* TEXTE CITÉ
>>>
III. – À titre de mesure transitoire et à compter du 1er avril 2018, le fonds prévu à l’article L. 221-7 du code monétaire et financier reverse, sur une période de dix ans, aux établissements distribuant le livret A ou le livret de développement durable et solidaire les sommes centralisées au-delà de la quote-part mentionnée au premier alinéa de l’article L. 221-5 du même code. Pour les établissements qui en feraient la demande auprès de la Caisse des dépôts et consignations entre le 1er janvier 2018 et le 28 février 2018, cette période peut être réduite entre le 1er avril 2018 et le 1er avril 2020. Un décret en Conseil d’État, pris après avis de la commission de surveillance de la Caisse des dépôts et consignations, précise les conditions de mise en œuvre du présent III.
IV. – Lorsque les établissements distribuant le livret A et le livret de développement durable et solidaire optent pour la centralisation intégrale des ressources qu’ils collectent après la date du 13 octobre 2017, le montant des dépôts qu’ils ont choisi de ne pas conserver leur est restitué en totalité, à compter du 1er avril 2018. –
Adopté.
Le Gouvernement remet au Parlement, avant le 1er juillet 2018, un rapport sur le financement public dont bénéficie Business France. Ce rapport évalue la pertinence des choix opérés en termes d’équilibre entre le financement budgétaire et les ressources propres de l’opérateur. À cette fin, il précise les modalités de gratuité et de facturation, selon les cas, des prestations proposées par Business France au regard de l’objectif d’un plus grand accès des petites et moyennes entreprises à ces prestations. Il présente également des éléments permettant d’apprécier la situation de concurrence dans laquelle ces prestations peuvent se trouver avec celles proposées par des opérateurs privés ou consulaires. Il fournit des éléments de comparaison internationale à l’appui de ces constats et comporte, le cas échéant, des recommandations quant à l’évolution souhaitable des différentes ressources et tarifs de l’opérateur.
<<<
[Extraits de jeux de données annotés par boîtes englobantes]
>>>
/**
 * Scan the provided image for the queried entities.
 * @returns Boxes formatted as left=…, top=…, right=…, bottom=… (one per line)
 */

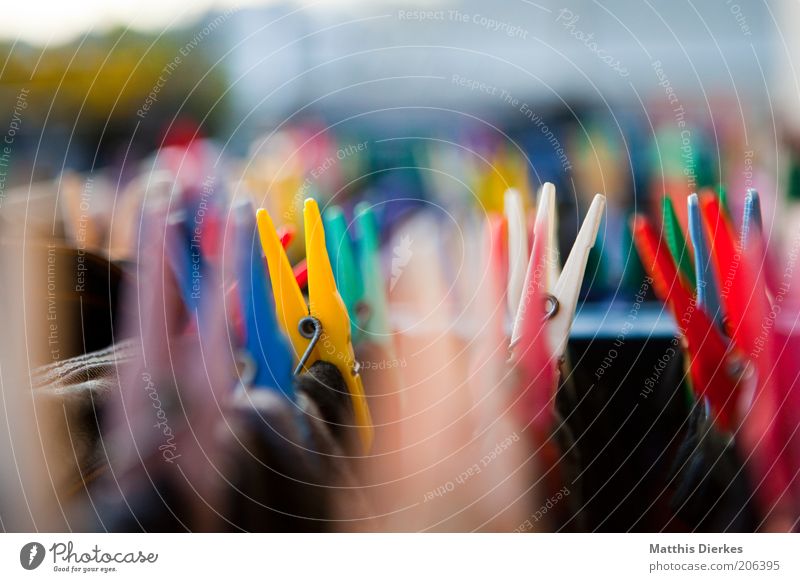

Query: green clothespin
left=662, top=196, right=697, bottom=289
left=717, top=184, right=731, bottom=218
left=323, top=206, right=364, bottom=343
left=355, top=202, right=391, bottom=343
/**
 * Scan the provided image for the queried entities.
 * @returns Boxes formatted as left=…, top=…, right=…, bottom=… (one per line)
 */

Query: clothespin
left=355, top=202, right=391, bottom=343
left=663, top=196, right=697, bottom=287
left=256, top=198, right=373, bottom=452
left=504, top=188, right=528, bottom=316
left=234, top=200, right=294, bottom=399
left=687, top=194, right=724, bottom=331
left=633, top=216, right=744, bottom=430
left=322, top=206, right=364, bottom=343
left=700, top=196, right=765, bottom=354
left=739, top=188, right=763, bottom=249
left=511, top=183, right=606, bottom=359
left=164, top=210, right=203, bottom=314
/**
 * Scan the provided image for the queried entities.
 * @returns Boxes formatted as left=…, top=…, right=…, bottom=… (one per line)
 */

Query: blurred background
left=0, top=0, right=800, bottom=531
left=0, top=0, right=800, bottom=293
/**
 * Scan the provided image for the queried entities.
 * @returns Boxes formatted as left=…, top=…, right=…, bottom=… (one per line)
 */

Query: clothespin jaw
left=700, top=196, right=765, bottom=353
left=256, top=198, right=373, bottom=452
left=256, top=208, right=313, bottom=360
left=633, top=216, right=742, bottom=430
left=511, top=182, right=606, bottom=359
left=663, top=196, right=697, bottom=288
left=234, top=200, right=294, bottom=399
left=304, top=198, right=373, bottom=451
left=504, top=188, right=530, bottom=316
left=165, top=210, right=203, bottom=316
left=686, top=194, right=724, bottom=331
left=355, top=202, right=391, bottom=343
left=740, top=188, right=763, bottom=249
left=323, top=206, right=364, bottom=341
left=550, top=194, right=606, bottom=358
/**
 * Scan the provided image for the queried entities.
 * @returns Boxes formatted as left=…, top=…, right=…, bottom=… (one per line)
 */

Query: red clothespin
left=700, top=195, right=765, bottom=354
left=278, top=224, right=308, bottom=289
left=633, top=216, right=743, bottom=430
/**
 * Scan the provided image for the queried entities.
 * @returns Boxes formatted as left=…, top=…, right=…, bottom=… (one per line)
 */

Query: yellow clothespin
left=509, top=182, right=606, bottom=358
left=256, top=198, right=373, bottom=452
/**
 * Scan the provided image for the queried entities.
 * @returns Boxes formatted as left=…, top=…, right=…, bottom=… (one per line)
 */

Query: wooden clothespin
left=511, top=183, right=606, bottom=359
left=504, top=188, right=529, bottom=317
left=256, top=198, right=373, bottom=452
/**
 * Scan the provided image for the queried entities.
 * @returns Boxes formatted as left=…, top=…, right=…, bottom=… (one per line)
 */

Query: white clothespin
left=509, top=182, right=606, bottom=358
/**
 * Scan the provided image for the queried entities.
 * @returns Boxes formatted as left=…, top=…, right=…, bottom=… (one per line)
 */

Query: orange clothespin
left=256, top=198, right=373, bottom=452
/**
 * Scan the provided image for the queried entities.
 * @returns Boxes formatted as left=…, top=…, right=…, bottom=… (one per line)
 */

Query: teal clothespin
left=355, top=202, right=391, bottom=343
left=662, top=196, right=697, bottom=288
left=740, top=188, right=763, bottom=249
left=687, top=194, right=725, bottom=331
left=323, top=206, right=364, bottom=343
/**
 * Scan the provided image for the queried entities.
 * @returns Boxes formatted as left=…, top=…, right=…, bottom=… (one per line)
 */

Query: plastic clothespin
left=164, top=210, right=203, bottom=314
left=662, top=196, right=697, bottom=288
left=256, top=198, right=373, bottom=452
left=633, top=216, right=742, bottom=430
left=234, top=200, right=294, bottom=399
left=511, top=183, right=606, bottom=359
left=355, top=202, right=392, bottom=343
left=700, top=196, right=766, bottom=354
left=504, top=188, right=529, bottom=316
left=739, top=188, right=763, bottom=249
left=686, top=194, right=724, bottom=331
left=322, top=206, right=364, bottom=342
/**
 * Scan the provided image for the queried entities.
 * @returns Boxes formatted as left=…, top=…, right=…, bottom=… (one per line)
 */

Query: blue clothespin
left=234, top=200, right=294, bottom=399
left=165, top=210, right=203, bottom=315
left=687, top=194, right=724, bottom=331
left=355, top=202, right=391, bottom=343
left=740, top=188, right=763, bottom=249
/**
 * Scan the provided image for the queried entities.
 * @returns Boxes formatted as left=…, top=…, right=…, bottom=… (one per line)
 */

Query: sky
<<<
* EXERCICES
1. Les affirmations (a), (b) et (c) concordent-elles avec le texte cité ? (a) Le fonds reverse les sommes centralisées sur une période de dix ans. (b) Le rapport sur Business France doit être remis avant le 1er juillet 2019. (c) La demande de réduction de la période s'adresse à la Caisse des dépôts et consignations. Répondez par oui ou non, en citant les mots décisifs du texte tels quels.
2. Modifiez le texte cité en reprenant le passage à partir de « III. – À titre » et en vous arrêtant après « du présent III. ». Remplacez-y « Caisse des dépôts et consignations » par « Banque de France ».

* RÉSULTATS
1.
(a) Oui : « sur une période de dix ans ».
(b) Non : « avant le 1er juillet 2018 ».
(c) Oui : « qui en feraient la demande auprès de la Caisse des dépôts et consignations ».

2.
III. – À titre de mesure transitoire et à compter du 1er avril 2018, le fonds prévu à l’article L. 221-7 du code monétaire et financier reverse, sur une période de dix ans, aux établissements distribuant le livret A ou le livret de développement durable et solidaire les sommes centralisées au-delà de la quote-part mentionnée au premier alinéa de l’article L. 221-5 du même code. Pour les établissements qui en feraient la demande auprès de la Banque de France entre le 1er janvier 2018 et le 28 février 2018, cette période peut être réduite entre le 1er avril 2018 et le 1er avril 2020. Un décret en Conseil d’État, pris après avis de la commission de surveillance de la Banque de France, précise les conditions de mise en œuvre du présent III.